Rows from a data source

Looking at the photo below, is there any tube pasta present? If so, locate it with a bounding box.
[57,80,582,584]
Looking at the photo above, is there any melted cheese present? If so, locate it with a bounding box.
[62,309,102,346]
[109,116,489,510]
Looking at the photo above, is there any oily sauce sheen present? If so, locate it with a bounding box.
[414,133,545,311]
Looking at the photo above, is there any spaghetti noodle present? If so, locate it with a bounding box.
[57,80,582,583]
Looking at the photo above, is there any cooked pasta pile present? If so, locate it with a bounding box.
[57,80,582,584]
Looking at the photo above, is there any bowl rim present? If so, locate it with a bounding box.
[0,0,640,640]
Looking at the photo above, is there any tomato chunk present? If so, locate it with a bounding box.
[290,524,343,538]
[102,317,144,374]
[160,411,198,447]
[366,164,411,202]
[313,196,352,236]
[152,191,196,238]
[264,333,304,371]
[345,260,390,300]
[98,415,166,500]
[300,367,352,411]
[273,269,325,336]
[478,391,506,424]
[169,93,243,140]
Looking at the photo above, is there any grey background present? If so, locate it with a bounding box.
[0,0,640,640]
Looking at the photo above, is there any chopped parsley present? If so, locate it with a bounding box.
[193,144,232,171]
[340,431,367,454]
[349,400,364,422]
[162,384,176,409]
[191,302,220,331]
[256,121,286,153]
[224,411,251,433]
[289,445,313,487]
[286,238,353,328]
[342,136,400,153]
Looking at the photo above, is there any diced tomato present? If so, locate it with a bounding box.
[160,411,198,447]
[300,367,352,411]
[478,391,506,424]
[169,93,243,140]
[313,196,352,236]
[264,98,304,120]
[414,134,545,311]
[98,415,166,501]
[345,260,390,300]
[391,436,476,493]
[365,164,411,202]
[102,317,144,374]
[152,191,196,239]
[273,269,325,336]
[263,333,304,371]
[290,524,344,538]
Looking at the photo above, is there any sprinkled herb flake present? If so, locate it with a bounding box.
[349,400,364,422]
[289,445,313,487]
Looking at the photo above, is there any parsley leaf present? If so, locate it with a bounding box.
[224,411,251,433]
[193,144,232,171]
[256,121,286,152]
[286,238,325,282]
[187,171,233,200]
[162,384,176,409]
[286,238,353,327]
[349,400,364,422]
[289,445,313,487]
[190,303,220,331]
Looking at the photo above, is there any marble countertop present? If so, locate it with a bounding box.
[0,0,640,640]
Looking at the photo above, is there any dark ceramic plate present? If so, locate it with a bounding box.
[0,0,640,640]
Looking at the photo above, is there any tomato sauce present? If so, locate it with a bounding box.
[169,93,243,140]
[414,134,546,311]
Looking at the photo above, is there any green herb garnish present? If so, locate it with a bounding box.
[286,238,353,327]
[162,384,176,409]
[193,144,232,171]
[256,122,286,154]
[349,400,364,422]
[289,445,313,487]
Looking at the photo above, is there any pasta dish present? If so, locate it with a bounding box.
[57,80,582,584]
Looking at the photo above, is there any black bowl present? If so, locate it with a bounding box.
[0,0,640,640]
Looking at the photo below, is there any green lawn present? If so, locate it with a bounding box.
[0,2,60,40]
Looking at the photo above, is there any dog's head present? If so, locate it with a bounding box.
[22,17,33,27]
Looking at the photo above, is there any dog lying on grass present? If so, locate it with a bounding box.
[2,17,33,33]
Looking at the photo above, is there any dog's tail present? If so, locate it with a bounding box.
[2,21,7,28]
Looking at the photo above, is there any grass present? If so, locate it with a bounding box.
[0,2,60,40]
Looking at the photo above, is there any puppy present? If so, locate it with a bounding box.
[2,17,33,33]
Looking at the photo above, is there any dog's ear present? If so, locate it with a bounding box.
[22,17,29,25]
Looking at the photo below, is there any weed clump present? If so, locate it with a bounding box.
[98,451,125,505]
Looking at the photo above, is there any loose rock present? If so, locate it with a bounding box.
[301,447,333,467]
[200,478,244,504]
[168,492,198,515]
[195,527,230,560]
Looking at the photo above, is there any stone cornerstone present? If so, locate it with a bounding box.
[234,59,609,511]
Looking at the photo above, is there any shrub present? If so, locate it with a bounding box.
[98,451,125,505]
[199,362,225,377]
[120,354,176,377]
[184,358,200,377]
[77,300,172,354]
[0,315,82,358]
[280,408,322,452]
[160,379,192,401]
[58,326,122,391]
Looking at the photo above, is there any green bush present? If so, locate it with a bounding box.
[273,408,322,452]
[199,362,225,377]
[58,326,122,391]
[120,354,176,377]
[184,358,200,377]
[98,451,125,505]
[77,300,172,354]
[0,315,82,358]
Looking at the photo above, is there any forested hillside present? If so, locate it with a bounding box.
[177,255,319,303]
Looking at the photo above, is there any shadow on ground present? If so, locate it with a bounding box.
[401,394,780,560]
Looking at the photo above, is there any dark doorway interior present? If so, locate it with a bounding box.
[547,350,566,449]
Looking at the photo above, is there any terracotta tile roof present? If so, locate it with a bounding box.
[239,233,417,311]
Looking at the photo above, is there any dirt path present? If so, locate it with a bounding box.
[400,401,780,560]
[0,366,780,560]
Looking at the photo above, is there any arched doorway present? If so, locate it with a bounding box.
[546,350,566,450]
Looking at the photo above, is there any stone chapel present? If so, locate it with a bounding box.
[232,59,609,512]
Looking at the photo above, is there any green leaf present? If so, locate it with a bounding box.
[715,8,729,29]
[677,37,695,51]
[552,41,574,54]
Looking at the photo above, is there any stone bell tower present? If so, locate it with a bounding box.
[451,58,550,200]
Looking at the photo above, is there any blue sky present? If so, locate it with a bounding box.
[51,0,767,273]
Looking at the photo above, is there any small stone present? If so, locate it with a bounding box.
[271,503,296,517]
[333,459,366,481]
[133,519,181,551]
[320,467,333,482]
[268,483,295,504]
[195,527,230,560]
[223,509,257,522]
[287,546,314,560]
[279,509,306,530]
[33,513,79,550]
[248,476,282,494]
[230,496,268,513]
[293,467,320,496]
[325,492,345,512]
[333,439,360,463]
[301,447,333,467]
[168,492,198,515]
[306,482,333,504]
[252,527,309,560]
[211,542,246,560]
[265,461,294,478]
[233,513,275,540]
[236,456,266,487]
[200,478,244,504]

#### [What you have to do]
Starting at the first row above and ending at the line containing "[109,116,489,510]", write those lines out again, requests included, scaling every bounding-box coordinate in the answers by 0.9 and rounding to whole numbers, with halves rounded up.

#### [Answer to this task]
Looking at the photo below, is there any tube pasta present? If so, locate it with a bounding box.
[51,72,524,526]
Looking at the photo above, is there any melted cheese present? If so, locate it with a bounding box.
[56,278,92,311]
[98,104,440,459]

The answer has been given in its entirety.